TEXT SECTION >>
○ ○ ○ ○
From: Greg Kroah-Hartman <gregkh@linuxfoundation.org>
To: linux-kernel@vger.kernel.org
Cc: Greg Kroah-Hartman <gregkh@linuxfoundation.org>,
stable@vger.kernel.org, Dan Streetman <ddstreet@ieee.org>,
Mel Gorman <mgorman@suse.de>, Shaohua Li <shli@fusionio.com>,
Steven Rostedt <rostedt@goodmis.org>,
Peter Zijlstra <peterz@infradead.org>,
Hugh Dickins <hughd@google.com>, Michal Hocko <mhocko@suse.cz>,
Christian Ehrhardt <ehrhardt@linux.vnet.ibm.com>,
Weijie Yang <weijieut@gmail.com>, Rik van Riel <riel@redhat.com>,
Johannes Weiner <hannes@cmpxchg.org>,
Bob Liu <bob.liu@oracle.com>,
Paul Gortmaker <paul.gortmaker@windriver.com>,
Thomas Gleixner <tglx@linutronix.de>,
Andrew Morton <akpm@linux-foundation.org>,
Linus Torvalds <torvalds@linux-foundation.org>
Subject: [PATCH 3.14 20/37] swap: change swap_list_head to plist, add swap_avail_head
Date: Tue, 7 Oct 2014 16:19:37 -0700 [thread overview]
Message-ID: <20141007231827.683354019@linuxfoundation.org> (raw)
In-Reply-To: <20141007231827.043235686@linuxfoundation.org>
3.14-stable review patch. If anyone has any objections, please let me know.
------------------
From: Dan Streetman <ddstreet@ieee.org>
commit 18ab4d4ced0817421e6db6940374cc39d28d65da upstream.
Originally get_swap_page() started iterating through the singly-linked
list of swap_info_structs using swap_list.next or highest_priority_index,
which both were intended to point to the highest priority active swap
target that was not full. The first patch in this series changed the
singly-linked list to a doubly-linked list, and removed the logic to start
at the highest priority non-full entry; it starts scanning at the highest
priority entry each time, even if the entry is full.
○ ○ ○ ○
RECORD EXCERPTS >>
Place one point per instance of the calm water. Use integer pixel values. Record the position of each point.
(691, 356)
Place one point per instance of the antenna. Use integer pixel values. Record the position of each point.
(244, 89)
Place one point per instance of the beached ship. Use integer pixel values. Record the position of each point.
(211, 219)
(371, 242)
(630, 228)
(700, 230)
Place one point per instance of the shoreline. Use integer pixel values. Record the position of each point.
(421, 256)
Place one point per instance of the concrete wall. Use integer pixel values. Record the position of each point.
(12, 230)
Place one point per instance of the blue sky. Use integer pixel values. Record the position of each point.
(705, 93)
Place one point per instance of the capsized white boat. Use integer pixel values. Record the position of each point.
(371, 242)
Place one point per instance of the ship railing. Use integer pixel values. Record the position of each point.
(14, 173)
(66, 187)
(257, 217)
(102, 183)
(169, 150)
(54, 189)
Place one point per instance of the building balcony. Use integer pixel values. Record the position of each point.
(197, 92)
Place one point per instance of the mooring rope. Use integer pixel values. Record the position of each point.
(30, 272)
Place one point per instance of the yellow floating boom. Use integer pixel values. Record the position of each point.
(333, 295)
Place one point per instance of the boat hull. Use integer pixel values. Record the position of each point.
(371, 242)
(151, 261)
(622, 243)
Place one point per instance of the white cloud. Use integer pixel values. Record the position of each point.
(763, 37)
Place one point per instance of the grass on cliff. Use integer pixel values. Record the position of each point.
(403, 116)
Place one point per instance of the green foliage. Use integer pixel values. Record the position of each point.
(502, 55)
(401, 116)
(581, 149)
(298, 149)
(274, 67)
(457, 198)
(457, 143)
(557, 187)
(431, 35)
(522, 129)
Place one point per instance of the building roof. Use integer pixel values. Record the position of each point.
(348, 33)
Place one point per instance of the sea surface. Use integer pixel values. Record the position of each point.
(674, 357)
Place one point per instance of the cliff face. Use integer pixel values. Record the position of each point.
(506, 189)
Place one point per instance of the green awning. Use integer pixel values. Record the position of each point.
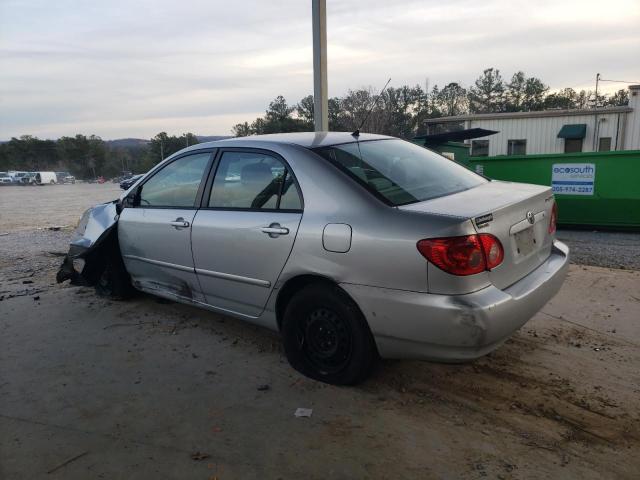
(578, 130)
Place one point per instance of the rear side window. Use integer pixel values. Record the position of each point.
(400, 172)
(255, 181)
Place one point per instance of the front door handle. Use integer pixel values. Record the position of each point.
(274, 230)
(179, 223)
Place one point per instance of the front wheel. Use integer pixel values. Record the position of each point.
(326, 337)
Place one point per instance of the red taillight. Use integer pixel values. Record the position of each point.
(466, 255)
(554, 218)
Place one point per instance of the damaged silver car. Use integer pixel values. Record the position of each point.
(351, 246)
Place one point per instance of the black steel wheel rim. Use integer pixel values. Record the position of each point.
(326, 340)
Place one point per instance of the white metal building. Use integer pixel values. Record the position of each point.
(553, 131)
○ ○ ○ ○
TO DO >>
[A] Quote the passage of the swap patch email that opens with the words containing "Originally get_swap_page() started" and closes with "entry is full.".
[B] Extend the swap patch email, picking up right after its final sentence.

RESPONSE LIST >>
[A]
Originally get_swap_page() started iterating through the singly-linked
list of swap_info_structs using swap_list.next or highest_priority_index,
which both were intended to point to the highest priority active swap
target that was not full. The first patch in this series changed the
singly-linked list to a doubly-linked list, and removed the logic to start
at the highest priority non-full entry; it starts scanning at the highest
priority entry each time, even if the entry is full.

[B]
Replace the manually ordered swap_list_head with a plist, swap_active_head.
Add a new plist, swap_avail_head. The original swap_active_head plist
contains all active swap_info_structs, as before, while the new
swap_avail_head plist contains only swap_info_structs that are active and
available, i.e. not full. Add a new spinlock, swap_avail_lock, to protect
the swap_avail_head list.
Mel Gorman suggested using plists since they internally handle ordering
the list entries based on priority, which is exactly what swap was doing
manually. All the ordering code is now removed, and swap_info_struct
entries and simply added to their corresponding plist and automatically
ordered correctly.
Using a new plist for available swap_info_structs simplifies and
optimizes get_swap_page(), which no longer has to iterate over full
swap_info_structs. Using a new spinlock for swap_avail_head plist
allows each swap_info_struct to add or remove themselves from the
plist when they become full or not-full; previously they could not
do so because the swap_info_struct->lock is held when they change
from full<->not-full, and the swap_lock protecting the main
swap_active_head must be ordered before any swap_info_struct->lock.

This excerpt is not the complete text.